* **EXTRACT**:
┌────────
Barnes School, Deolali, is a boarding school in west India. It was established in 1925, on the basis of a 1718 original foundation.

It is a private co-educational prep school. It is an Anglican school, founded in 1925, under the auspices of the Bombay Education Society. The school is twinned with Christ Church School, in Mumbai. Both schools follow the ICSE curriculum and use the same shield as a badge or logo, Barnes in blue and Christ Church in green. Barnes Junior College is affiliated to the Indian School Certificate/ISC. Barnes School and Junior College was started in 2008.

History

When the Revd. Richard Cobbe was appointed chaplain to the British East India Company factory at Bombay in colonial India, he founded, in 1718, a small free school where twelve poor boys were housed, clothed, fed and educated by one master. The school was in a building not far from the present Cathedral of St. Thomas in Fort. That charity school was the seed from which Barnes has sprung.

A hundred years passed by. Another East India Company chaplain, the Ven. Archdeacon George Barnes, realised that the charity school could not meet the needs of hundreds of children then without any education. So he appealed for funds and started the Bombay Education Society in 1815, the oldest society in the city interested in the welfare and upbringing of children. The first, small, school was taken over. Numbers grew until it was apparent that new grounds and school buildings were essential.
└────────
* **INSTRUCTION A**:
Switch "tailgate" to "liftgate" in everything from the line containing "Objective — one dot per instance of the bare" down to the end of the listing, and leave all else unchanged.
The Barnes School passage and the listing that follows it have no connection to each other.

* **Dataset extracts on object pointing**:
┌────────
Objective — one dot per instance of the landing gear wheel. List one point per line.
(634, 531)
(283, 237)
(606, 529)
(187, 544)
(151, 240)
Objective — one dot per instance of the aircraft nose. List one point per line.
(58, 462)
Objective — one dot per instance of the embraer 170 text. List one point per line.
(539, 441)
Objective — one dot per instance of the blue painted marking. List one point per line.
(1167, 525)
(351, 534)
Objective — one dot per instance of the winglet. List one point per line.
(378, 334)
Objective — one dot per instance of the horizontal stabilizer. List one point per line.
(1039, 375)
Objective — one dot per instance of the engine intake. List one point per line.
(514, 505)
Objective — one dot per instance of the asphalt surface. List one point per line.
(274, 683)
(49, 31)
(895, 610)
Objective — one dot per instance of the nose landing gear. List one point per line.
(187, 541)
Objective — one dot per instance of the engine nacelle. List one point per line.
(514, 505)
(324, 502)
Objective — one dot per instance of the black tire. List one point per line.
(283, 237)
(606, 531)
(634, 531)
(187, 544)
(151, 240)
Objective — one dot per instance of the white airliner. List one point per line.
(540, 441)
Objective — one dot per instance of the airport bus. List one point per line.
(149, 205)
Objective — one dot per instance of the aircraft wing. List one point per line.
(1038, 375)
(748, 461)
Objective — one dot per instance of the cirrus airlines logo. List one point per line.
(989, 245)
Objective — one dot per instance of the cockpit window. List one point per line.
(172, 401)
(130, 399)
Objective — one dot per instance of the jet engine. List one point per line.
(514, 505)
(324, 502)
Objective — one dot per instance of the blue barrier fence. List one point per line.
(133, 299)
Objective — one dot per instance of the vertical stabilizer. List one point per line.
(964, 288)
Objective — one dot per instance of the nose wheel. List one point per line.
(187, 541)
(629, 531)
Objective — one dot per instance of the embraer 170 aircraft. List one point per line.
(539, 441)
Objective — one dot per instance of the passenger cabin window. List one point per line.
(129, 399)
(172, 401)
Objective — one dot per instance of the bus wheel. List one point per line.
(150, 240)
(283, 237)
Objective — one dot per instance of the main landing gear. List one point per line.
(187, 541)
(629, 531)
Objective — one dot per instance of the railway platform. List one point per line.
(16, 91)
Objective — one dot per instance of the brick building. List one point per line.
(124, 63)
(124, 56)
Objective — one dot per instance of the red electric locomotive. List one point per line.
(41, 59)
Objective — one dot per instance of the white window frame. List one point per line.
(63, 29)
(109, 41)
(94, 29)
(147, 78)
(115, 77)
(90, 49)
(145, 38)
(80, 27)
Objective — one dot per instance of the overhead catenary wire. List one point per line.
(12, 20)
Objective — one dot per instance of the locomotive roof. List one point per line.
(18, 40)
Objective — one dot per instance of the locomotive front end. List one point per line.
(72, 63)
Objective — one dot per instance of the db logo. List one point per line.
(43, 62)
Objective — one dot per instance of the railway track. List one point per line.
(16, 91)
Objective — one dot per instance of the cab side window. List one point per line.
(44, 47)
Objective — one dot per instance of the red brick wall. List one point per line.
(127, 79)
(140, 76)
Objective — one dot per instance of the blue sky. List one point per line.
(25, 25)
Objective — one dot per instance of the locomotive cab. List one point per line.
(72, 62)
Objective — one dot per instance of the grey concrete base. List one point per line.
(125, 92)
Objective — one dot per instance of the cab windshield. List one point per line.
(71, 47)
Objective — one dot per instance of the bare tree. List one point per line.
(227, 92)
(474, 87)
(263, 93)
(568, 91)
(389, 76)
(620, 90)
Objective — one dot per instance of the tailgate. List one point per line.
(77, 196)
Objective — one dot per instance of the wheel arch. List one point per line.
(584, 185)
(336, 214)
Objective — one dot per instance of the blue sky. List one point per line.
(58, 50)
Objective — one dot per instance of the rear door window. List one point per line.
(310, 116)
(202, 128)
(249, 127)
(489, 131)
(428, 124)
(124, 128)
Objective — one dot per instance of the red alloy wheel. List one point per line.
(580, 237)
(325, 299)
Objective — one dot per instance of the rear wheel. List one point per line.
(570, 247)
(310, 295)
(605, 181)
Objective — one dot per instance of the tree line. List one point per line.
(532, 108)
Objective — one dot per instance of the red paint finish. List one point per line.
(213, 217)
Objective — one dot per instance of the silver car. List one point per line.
└────────
* **INSTRUCTION B**:
Duplicate the Barnes School passage word for word, from "It is a private" down to "started in 2008.".

* **WORKED SOLUTION A**:
Objective — one dot per instance of the bare tree. List one point per line.
(227, 92)
(474, 87)
(263, 93)
(568, 91)
(389, 76)
(620, 90)
Objective — one dot per instance of the liftgate. List one point per line.
(77, 196)
Objective — one dot per instance of the wheel arch. List one point per line.
(584, 185)
(336, 214)
Objective — one dot per instance of the blue sky. List one point per line.
(58, 50)
Objective — one dot per instance of the rear door window. List one point per line.
(310, 116)
(202, 128)
(249, 127)
(489, 131)
(428, 124)
(124, 128)
Objective — one dot per instance of the red alloy wheel. List one point per line.
(580, 237)
(325, 299)
Objective — one dot per instance of the rear wheel. List one point per line.
(570, 247)
(310, 295)
(605, 181)
Objective — one dot per instance of the tree line. List one point per line.
(532, 108)
Objective — one dot per instance of the red paint finish. List one point per line.
(213, 217)
Objective — one dot per instance of the silver car. List one point per line.

* **WORKED SOLUTION B**:
It is a private co-educational prep school. It is an Anglican school, founded in 1925, under the auspices of the Bombay Education Society. The school is twinned with Christ Church School, in Mumbai. Both schools follow the ICSE curriculum and use the same shield as a badge or logo, Barnes in blue and Christ Church in green. Barnes Junior College is affiliated to the Indian School Certificate/ISC. Barnes School and Junior College was started in 2008.